« Chacun de mes livres est associé à un amour de ma vie » a confié l'auteur de ce
Traité culinaire à l'usage des femmes tristes, et c'est Irène dont il s'est finalement séparé qui est l'inspiratrice première de cet ouvrage d'
Hector Abad Faciolince. Mais c'est dans un contexte plus profond que celui sentimental qu'a été construit ce
Traité culinaire à l'usage des femmes tristes : la douleur des femmes de sa famille (sa mère et ses soeurs), confrontées à l'assassinat du père de l'écrivain par des paramilitaires. Tristesse familiale et personnelle comme une allégorie de la tristesse historique et politique de la Colombie : l'auteur ne les sépare jamais dans son oeuvre littéraire.
Dans ce traité qui n'en est pas un, sauf avec une lecture littérale peu soucieuse de la dimension philosophique de l'oeuvre de cet écrivain (dans ce cas, lire d'urgence « dangers de la lecture et remèdes littéraires, 1883-1914 » pour comprendre les enjeux intellectuels d'une lecture enfin nuancée), la cuisine n'en est pas une et les femmes ne sont pas particulièrement visées mais bien tout le genre humain : la tristesse existentielle des femmes n'est qu'un prolongement de celle des hommes et vice-versa. C'est bien de tristesse humaine qu'il s'agit et cette affliction n'est pas coupable.

____

EXPLORER LE DOCUMENT:
[1] D'après le passage cité sur le Traité culinaire à l'usage des femmes tristes, qui est l'inspiratrice première de cet ouvrage ?
[2] Prolongez le passage cité sur le Traité culinaire à l'usage des femmes tristes en reprenant après sa dernière phrase.

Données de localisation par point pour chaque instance
____

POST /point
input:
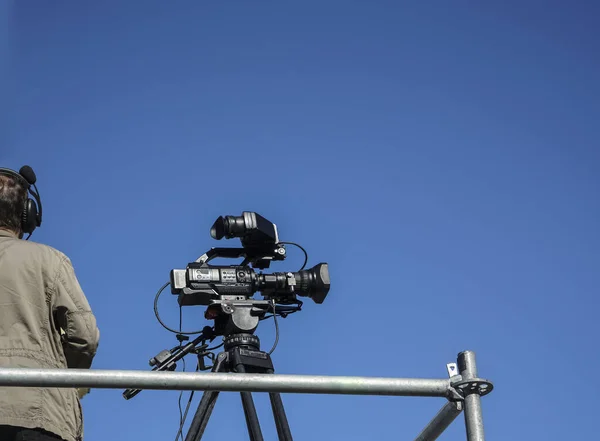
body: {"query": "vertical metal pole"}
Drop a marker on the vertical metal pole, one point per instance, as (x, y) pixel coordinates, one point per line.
(440, 422)
(473, 416)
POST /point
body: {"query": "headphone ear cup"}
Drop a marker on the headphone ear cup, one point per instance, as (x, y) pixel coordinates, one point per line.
(29, 217)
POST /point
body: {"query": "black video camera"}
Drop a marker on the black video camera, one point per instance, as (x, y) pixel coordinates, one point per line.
(204, 284)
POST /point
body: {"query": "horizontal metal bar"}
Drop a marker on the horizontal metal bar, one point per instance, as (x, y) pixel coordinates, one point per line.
(440, 422)
(308, 384)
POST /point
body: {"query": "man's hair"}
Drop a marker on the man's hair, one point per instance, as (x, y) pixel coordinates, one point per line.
(13, 195)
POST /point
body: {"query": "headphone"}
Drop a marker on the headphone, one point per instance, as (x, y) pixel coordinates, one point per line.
(31, 218)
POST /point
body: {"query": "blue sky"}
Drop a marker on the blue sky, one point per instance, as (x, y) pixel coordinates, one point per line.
(442, 158)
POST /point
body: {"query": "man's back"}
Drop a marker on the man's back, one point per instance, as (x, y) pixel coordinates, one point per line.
(39, 296)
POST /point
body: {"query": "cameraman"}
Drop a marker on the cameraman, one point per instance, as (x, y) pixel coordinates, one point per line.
(45, 320)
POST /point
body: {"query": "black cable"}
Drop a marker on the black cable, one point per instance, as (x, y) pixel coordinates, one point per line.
(158, 316)
(276, 328)
(303, 250)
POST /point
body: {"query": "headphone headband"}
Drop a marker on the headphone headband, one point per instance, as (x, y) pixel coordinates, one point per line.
(31, 217)
(14, 174)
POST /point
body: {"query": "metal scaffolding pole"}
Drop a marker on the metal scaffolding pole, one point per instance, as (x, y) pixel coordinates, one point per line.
(234, 382)
(441, 421)
(473, 415)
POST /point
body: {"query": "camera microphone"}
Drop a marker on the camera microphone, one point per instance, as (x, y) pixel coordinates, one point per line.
(29, 175)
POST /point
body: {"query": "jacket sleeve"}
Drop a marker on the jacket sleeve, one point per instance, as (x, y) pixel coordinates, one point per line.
(73, 315)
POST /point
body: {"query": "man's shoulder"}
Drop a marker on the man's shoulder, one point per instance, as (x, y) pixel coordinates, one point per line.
(41, 251)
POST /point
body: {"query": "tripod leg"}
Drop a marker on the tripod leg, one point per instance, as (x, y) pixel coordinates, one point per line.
(250, 411)
(202, 415)
(283, 428)
(205, 407)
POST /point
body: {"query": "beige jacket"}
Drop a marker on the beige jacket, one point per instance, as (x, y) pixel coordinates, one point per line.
(39, 295)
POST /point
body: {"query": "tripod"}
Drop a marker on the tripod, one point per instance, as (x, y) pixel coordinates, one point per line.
(241, 354)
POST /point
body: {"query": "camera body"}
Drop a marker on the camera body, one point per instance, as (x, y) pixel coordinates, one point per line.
(203, 284)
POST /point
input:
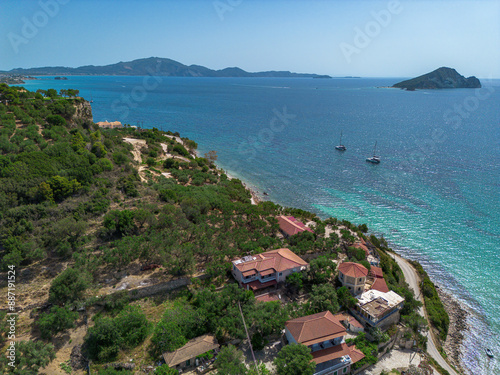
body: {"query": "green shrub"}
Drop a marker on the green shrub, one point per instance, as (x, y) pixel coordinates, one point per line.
(68, 286)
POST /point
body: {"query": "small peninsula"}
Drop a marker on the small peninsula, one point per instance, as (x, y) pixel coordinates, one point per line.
(156, 66)
(442, 78)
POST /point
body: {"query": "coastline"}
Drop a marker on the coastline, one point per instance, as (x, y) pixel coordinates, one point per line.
(458, 326)
(458, 329)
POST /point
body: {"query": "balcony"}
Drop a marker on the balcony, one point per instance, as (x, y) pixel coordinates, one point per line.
(333, 365)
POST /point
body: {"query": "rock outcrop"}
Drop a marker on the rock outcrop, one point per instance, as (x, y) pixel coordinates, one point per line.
(442, 78)
(83, 111)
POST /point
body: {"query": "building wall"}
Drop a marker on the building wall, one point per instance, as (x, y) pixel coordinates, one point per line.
(355, 285)
(386, 323)
(289, 337)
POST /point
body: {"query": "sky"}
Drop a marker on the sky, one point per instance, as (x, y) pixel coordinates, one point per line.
(393, 38)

____

RÉPONSES DANS L'ORDRE:
[1] Irène, dont l'auteur s'est finalement séparé.

[2]
Traitant avec humour le principe du traité médico-culinaire déjà présent dans l'antiquité et surtout au Moyen Age, ce traité de cuisine d'
Héctor Abad Faciolince, comme pour
Mayra Santos Febres et son Traité de médecine naturelle pour hommes mélancoliques, reprend cette tradition historique médico-culinaire pour la détourner en genre fictionnel volontairement incertain, combinant antidotes et sortilèges à un vadémécum littéraire et à un journal intime sentimental.
Juxtaposant avec une prose mêlée de fantaisie et de poésie des recettes aux ingrédients improbables avec d'autres plus plausibles, sur un ton d'apothicaire frivole, l'auteur semble proposer à la psychologie féminine de traiter ses maux existentiels. "Semble" seulement. Car ces propositions culinaires ne sont remarquables que pour leur valeur littéraire.
Comme Abad Faciolince le déclare en évoquant le poète anglais qui réclame du musc à l'apothicaire pour parfumer son imagination, l'ambition de ce livre est de soigner la mélancolie du monde par un excès à la fois de raison et de fantaisie : suivre une cure salvatrice de mots, c'est-à-dire opter pour un revigorant excès de littérature.